_DATA TO USE_

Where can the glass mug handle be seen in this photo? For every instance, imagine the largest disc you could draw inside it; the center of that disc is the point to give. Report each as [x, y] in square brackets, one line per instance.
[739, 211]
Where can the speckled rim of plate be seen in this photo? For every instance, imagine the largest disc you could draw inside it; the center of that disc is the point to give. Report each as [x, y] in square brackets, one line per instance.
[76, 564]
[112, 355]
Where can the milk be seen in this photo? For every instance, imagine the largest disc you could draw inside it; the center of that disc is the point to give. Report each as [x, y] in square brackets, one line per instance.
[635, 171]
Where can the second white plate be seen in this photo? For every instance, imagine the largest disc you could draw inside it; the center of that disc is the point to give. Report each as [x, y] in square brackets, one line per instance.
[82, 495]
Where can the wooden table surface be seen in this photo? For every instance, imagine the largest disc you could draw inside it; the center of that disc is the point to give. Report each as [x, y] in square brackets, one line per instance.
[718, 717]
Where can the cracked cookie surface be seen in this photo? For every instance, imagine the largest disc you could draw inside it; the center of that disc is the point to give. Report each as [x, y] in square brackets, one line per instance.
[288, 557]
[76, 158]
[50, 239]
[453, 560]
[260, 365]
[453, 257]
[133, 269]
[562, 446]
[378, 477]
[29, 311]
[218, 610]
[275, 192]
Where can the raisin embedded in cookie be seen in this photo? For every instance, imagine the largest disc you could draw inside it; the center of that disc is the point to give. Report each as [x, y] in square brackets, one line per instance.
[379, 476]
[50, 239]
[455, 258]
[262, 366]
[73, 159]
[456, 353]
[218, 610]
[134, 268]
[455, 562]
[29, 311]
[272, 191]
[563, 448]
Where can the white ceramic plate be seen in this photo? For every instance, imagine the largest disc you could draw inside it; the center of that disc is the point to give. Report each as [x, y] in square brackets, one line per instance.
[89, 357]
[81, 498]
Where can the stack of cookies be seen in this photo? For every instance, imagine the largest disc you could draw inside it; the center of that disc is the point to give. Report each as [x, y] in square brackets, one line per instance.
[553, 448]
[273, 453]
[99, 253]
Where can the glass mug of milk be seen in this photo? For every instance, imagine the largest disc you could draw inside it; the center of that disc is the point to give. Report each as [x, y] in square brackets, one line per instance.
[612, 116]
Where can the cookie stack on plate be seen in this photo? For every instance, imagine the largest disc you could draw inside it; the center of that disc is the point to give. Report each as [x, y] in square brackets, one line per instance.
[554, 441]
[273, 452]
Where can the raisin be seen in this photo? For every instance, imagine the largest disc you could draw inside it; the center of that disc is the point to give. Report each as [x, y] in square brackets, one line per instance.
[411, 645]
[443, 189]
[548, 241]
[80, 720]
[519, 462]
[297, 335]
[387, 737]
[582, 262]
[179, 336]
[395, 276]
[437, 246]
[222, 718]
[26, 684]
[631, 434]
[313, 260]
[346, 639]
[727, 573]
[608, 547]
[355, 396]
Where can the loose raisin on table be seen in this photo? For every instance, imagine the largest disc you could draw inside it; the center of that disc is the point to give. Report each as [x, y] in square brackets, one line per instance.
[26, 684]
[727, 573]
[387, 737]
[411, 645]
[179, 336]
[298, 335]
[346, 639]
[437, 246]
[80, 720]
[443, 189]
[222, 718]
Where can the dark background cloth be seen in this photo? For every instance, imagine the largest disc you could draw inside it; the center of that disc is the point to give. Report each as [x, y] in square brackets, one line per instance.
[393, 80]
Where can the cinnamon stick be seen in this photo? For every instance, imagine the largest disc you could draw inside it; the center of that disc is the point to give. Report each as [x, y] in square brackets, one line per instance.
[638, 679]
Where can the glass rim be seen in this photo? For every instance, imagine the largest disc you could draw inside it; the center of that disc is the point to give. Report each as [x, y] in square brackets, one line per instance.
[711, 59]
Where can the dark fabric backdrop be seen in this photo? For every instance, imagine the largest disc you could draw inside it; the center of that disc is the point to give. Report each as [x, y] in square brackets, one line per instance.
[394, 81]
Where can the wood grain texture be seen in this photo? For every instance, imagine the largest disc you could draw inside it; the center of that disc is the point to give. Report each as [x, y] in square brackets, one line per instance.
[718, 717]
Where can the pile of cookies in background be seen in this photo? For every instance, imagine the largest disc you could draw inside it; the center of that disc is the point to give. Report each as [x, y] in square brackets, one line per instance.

_PROBLEM TO WORK ON_
Rewrite the material from the line that contains "Where can the glass rim" through the end of the material, requests included. Add -98 to every coordinate in the answers.

_OUTPUT FOR THIS EXERCISE_
Where can the glass rim be seen in this photo? For every instance, imagine the largest disc you could draw inside it; the center of that disc is the point to give. Report each as [x, y] in square brackets, one line per instance.
[613, -39]
Where can the dark fabric backdrop be seen in this photo? For every instance, imagine the largest disc you could draw inside it; the center of that disc is the point to give. Report each as [x, y] in square brackets, one line per instance.
[296, -17]
Where can the wood grain texture be seen in this photo? For every instance, imagine the largest disc you could draw inside it; the center of that disc is the point to give. Report each as [x, y] in square brackets, one line per instance.
[620, 619]
Where can the pile of cookies in background be seen in this photo? For every instance, imagine the largest disc you could draw inside it; the center of that disc is the point to give. Report each as [x, y] in square brackets, one line per instance.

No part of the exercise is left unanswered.